> [Required work]
Each line from the one that contains "Query: river water" to the end of the entries must be copied word for word, and only those lines.

> [Data shown]
----

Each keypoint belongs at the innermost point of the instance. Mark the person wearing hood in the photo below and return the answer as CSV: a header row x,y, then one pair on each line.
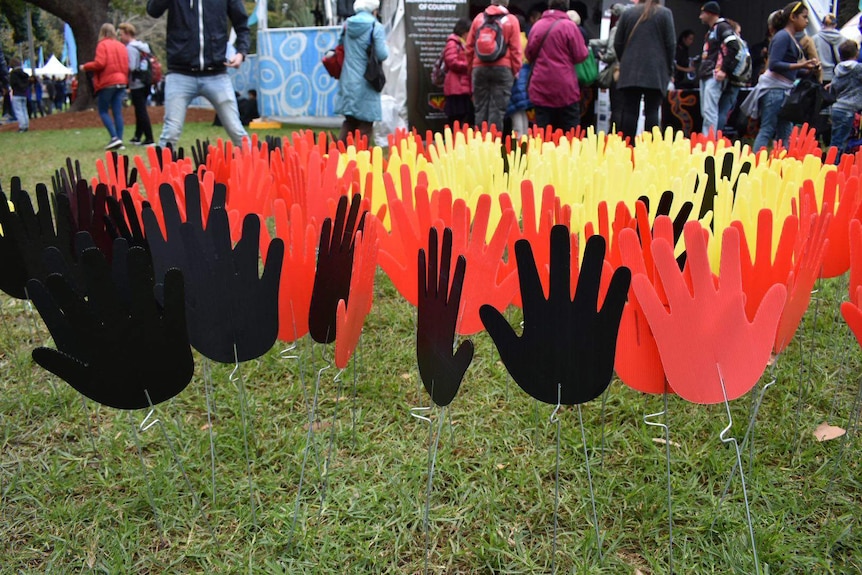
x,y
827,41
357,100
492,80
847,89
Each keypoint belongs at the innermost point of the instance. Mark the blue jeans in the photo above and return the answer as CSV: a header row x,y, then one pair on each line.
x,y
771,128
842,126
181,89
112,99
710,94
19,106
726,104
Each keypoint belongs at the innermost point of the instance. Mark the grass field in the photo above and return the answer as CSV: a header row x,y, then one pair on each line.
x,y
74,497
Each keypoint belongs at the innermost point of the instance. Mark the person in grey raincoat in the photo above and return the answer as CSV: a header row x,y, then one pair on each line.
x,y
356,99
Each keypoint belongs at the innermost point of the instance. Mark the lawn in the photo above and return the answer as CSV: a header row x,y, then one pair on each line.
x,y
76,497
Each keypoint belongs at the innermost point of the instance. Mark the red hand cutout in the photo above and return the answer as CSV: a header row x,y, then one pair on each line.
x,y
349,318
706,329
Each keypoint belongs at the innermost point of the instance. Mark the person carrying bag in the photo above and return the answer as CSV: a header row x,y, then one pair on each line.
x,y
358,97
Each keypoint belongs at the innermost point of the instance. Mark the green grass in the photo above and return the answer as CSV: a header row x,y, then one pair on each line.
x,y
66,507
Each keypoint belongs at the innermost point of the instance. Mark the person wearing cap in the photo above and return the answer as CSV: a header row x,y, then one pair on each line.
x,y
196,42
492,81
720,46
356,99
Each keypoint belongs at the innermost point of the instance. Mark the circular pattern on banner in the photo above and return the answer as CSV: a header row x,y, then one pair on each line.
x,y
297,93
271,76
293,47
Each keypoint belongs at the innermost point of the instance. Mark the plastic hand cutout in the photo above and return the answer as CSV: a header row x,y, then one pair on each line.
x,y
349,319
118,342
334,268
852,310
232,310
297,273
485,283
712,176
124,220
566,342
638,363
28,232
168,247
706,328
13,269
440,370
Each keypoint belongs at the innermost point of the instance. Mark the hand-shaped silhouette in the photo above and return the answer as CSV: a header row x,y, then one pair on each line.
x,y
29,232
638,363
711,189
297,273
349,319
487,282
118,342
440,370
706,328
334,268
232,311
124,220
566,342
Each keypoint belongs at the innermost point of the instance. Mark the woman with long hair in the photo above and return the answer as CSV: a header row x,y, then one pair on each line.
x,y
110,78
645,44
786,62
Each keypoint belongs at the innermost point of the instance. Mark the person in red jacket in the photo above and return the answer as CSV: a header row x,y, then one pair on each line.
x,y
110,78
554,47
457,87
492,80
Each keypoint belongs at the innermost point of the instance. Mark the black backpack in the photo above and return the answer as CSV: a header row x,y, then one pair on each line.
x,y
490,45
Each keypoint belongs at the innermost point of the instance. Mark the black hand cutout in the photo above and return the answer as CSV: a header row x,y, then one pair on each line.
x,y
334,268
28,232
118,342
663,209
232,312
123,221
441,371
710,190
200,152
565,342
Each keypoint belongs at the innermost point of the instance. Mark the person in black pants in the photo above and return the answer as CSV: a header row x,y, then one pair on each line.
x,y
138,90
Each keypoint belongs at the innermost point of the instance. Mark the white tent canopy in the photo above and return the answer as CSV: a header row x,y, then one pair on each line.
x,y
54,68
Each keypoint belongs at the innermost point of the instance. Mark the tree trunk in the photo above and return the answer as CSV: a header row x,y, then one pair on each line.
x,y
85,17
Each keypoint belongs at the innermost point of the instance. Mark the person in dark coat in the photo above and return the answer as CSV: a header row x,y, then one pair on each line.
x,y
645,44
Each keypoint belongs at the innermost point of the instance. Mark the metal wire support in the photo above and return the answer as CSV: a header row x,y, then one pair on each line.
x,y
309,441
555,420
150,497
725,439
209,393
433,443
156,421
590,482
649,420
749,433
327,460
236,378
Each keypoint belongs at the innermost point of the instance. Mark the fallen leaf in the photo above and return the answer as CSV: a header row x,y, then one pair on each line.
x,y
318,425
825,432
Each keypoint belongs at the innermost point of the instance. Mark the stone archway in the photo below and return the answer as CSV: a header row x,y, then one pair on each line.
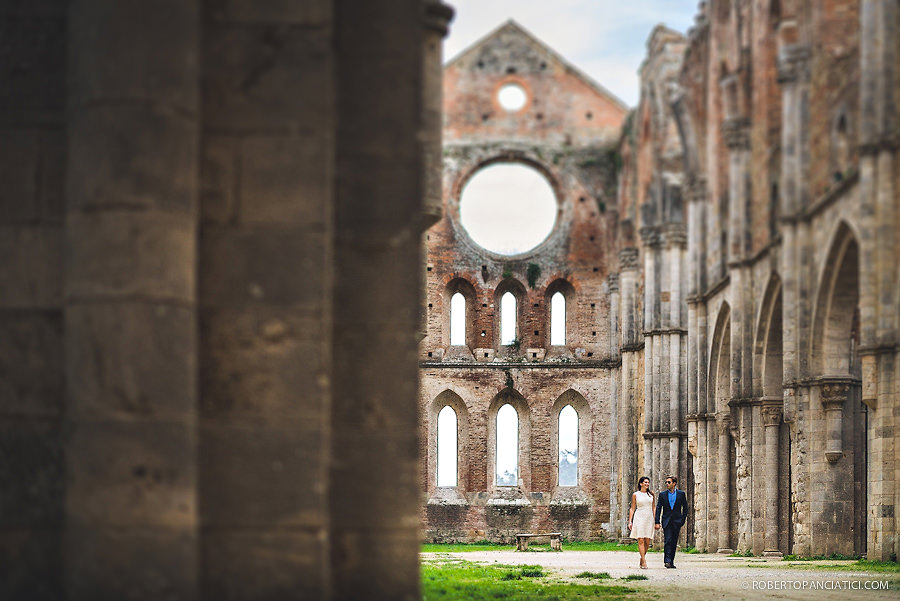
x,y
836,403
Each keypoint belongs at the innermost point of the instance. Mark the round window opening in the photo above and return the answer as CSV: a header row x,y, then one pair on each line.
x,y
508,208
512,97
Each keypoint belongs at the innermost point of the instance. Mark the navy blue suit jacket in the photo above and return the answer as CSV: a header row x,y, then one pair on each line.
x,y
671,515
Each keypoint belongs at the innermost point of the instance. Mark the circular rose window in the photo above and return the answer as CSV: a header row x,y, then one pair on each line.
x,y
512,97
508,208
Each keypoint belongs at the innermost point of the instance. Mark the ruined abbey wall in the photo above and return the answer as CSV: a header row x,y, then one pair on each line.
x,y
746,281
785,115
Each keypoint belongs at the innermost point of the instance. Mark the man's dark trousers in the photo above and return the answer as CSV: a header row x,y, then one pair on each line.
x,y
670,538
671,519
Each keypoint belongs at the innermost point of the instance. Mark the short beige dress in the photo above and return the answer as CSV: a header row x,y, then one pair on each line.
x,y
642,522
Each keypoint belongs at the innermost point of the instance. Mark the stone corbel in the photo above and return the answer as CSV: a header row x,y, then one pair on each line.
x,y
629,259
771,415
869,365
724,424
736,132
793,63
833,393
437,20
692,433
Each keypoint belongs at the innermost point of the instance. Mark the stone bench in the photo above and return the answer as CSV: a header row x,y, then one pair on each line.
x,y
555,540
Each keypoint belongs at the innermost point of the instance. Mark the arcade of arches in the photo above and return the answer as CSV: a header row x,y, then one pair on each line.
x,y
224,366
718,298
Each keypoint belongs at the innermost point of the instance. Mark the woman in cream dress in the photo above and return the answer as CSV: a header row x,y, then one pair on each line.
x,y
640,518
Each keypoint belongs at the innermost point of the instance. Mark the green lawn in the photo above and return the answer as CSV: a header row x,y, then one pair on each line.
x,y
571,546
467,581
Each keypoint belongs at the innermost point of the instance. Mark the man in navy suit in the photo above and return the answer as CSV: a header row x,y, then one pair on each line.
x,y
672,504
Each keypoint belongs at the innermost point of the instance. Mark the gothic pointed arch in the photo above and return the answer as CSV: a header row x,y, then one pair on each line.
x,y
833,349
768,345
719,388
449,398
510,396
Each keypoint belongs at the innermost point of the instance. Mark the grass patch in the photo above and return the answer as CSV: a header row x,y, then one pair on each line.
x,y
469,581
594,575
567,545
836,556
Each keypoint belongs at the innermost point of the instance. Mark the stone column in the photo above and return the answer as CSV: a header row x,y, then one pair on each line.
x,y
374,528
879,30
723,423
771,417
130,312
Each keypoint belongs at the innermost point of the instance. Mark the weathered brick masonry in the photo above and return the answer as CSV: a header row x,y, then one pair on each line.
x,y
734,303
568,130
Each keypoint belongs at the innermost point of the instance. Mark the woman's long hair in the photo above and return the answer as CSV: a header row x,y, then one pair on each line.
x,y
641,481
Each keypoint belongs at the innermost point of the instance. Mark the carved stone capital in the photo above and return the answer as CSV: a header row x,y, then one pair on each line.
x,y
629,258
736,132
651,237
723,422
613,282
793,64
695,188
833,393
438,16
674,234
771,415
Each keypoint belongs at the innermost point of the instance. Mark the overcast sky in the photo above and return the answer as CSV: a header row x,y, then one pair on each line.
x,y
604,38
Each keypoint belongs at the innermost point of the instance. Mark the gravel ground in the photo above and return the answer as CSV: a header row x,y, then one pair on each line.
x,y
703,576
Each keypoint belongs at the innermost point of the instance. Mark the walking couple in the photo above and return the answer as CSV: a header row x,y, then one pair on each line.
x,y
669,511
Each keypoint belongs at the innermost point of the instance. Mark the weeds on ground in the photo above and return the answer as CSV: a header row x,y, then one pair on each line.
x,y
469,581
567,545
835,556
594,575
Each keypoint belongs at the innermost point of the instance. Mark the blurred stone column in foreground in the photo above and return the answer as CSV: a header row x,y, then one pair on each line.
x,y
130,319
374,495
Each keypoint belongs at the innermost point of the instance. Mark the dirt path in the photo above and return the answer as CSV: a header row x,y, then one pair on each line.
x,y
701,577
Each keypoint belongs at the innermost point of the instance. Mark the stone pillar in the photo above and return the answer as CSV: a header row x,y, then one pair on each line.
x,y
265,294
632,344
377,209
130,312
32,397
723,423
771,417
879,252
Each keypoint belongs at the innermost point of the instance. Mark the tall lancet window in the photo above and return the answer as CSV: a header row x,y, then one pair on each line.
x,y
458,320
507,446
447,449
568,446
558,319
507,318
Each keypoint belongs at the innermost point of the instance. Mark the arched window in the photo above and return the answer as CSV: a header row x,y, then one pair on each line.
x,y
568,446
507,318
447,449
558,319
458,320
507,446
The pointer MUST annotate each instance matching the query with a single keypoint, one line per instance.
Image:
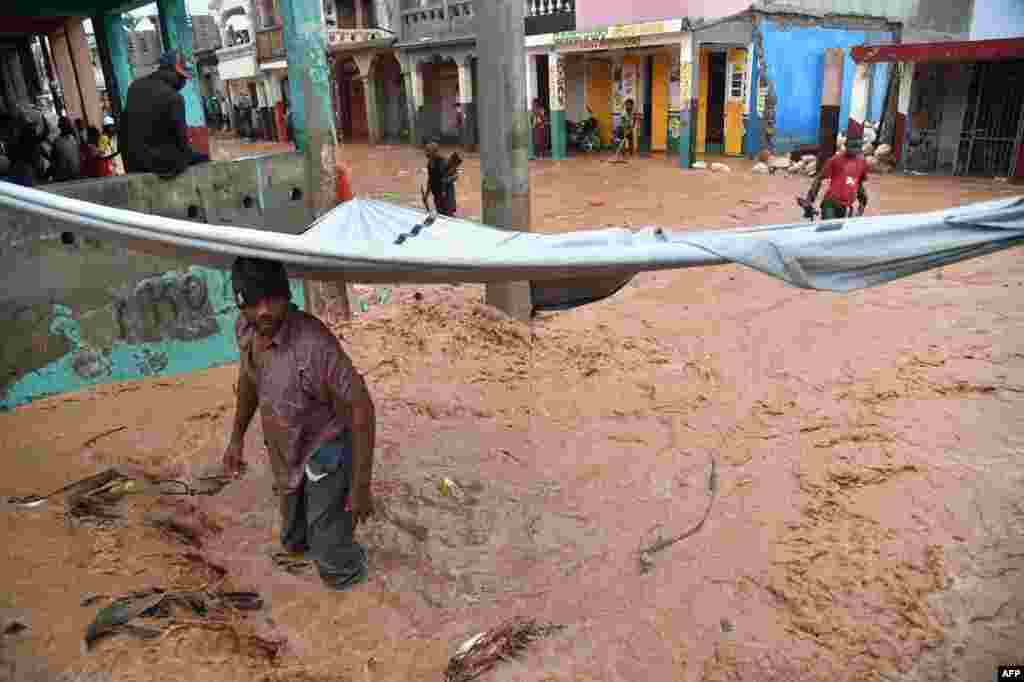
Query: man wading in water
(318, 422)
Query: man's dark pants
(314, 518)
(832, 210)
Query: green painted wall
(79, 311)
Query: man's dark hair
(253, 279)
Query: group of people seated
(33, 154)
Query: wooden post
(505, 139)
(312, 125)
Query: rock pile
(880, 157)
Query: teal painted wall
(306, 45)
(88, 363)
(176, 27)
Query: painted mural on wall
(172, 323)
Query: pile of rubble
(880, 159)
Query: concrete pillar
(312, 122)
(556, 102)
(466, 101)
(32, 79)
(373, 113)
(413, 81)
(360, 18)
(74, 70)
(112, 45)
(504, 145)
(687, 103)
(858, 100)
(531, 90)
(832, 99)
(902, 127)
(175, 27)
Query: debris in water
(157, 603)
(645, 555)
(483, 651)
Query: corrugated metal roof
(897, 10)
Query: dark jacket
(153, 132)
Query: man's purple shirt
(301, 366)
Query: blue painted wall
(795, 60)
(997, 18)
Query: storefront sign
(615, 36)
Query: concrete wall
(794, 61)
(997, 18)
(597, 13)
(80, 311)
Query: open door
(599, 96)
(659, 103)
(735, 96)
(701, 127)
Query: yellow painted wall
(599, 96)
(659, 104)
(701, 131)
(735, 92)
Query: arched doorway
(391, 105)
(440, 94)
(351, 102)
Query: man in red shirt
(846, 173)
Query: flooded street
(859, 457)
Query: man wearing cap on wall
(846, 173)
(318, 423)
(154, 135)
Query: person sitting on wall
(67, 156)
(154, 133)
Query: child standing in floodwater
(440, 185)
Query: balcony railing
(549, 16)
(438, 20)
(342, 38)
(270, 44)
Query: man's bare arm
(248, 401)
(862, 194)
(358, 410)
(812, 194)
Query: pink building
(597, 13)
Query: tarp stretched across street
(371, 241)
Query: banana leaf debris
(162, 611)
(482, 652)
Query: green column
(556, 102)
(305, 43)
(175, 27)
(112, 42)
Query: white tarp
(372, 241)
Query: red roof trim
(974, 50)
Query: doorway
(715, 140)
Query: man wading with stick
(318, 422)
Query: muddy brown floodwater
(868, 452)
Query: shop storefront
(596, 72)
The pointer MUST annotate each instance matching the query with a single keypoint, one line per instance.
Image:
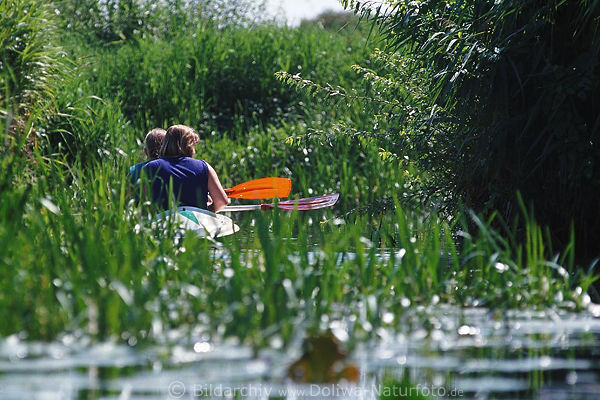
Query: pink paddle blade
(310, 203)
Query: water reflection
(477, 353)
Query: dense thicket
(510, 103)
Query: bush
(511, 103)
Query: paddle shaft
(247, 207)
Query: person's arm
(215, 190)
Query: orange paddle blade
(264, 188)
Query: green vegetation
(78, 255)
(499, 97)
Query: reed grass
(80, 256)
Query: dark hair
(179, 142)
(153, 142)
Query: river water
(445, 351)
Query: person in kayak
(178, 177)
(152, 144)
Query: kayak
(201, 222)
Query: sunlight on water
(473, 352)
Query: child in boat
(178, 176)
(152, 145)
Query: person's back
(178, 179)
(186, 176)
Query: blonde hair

----

> [Answer space]
Query: river water
(445, 351)
Query: person in kayak
(178, 177)
(152, 144)
Query: kayak
(201, 222)
Query: sunlight on water
(473, 352)
Query: child in boat
(178, 176)
(152, 145)
Query: person's back
(178, 179)
(186, 176)
Query: blonde hair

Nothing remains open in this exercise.